# Aim of the task
The expected output is the first line of the data below and every line after it, up to and including the line containing "Query: horizon haze", each reproduced exactly.

=== Records for the exercise ===

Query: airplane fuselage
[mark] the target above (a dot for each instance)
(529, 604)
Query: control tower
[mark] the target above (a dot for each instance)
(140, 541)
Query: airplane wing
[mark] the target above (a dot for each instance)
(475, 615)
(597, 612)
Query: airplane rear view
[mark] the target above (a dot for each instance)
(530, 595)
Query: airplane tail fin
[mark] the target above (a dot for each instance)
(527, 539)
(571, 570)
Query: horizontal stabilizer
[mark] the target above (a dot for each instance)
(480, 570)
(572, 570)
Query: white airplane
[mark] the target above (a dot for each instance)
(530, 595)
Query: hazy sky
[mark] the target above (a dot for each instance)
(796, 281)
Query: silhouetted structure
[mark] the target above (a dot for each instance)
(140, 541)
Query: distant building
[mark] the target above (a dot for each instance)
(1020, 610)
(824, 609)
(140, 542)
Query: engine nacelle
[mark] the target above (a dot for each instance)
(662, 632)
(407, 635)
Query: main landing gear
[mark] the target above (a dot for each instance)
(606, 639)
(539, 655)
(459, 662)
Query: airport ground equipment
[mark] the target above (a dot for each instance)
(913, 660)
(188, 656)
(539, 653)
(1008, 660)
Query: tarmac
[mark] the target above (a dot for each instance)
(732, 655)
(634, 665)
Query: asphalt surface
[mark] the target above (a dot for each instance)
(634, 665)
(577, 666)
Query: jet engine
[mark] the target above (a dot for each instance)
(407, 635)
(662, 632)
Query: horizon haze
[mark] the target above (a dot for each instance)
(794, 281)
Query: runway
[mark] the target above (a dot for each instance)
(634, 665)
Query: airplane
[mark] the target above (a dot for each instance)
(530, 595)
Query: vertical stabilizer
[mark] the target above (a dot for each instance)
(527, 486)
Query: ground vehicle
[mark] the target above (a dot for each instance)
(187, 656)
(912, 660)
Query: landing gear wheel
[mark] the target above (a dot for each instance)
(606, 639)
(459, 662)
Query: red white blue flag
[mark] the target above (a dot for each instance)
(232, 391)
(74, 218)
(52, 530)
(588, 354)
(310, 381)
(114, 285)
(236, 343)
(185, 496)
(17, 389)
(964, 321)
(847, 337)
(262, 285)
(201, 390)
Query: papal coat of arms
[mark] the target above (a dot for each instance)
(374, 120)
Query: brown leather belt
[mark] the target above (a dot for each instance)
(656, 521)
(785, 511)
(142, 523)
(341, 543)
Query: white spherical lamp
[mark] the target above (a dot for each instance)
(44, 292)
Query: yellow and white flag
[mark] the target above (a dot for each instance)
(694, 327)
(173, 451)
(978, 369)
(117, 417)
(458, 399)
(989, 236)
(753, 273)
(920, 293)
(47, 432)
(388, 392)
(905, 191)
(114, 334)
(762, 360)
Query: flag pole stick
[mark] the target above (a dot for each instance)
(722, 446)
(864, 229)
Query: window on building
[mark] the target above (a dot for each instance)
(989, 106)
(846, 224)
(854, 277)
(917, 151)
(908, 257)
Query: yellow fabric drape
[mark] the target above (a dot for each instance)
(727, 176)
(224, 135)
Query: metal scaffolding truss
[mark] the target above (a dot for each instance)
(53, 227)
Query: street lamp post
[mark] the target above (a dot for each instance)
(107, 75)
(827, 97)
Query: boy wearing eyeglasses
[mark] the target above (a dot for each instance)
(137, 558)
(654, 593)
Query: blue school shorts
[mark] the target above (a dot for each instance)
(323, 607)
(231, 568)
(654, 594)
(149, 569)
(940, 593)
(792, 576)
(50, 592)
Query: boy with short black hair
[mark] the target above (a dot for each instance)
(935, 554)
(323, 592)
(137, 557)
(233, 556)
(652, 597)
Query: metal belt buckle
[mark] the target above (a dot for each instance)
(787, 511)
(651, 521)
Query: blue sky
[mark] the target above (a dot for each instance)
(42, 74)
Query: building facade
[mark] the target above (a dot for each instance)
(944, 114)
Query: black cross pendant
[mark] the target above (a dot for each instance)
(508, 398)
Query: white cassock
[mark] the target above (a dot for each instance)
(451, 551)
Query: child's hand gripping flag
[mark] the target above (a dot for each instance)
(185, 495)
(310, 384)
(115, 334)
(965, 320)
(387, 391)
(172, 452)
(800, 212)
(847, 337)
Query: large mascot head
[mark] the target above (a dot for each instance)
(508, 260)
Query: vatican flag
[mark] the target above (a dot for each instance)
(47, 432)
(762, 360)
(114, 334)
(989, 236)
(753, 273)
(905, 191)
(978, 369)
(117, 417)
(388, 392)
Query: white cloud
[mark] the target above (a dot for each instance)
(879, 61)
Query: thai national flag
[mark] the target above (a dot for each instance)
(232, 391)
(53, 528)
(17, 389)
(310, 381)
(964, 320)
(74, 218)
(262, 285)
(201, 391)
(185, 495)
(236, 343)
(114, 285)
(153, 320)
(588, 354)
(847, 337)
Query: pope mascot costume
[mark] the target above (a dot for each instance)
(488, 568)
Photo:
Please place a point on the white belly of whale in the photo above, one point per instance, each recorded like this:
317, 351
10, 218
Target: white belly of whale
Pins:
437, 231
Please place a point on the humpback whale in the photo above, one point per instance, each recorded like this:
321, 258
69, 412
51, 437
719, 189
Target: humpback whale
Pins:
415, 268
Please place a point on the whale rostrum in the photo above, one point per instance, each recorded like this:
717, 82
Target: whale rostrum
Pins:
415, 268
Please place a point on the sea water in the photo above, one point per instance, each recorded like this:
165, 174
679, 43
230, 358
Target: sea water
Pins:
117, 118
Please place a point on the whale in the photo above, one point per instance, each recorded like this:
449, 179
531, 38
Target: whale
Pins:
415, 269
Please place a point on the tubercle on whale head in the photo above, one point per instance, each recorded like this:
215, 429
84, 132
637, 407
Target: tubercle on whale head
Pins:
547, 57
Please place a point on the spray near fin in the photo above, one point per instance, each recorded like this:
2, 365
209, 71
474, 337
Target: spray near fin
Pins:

===

# Answer for the task
Query: airplane fuselage
[mark] the target above (a dot for each instance)
(529, 604)
Query: control tower
[mark] the target above (a dot for each instance)
(140, 541)
Query: airplane wing
[mark] the target above (a dot for each instance)
(475, 615)
(597, 612)
Query: airplane rear view
[mark] the target above (a dot for each instance)
(530, 595)
Query: airplane tail fin
[mark] the target above (a dot for each instance)
(527, 539)
(571, 570)
Query: horizontal stabilizer
[mark] the target above (a dot for each instance)
(480, 570)
(572, 570)
Query: white airplane
[mark] the target above (a dot for each instance)
(530, 595)
Query: hazy sky
[mark] the target above (a dot for each instance)
(796, 281)
Query: silhouetted structure
[mark] the target above (a dot for each instance)
(140, 541)
Query: distant building
[mark] the target above (a dot for each instance)
(1020, 610)
(824, 609)
(140, 542)
Query: engine nacelle
[mark] the target above (a dot for each instance)
(662, 632)
(407, 635)
Query: main landing gear
[mark] the target above (a dot for each instance)
(606, 639)
(539, 655)
(459, 662)
Query: airport ground equipment
[mark] the target above (a dot for each instance)
(913, 660)
(188, 656)
(539, 653)
(1008, 660)
Query: tarmac
[mark] the target above (a dot for each instance)
(732, 655)
(634, 665)
Query: asphalt surface
[mark] the target above (a dot for each instance)
(634, 665)
(577, 666)
Query: jet engine
[mark] the target above (a dot for each instance)
(407, 635)
(662, 632)
Query: horizon haze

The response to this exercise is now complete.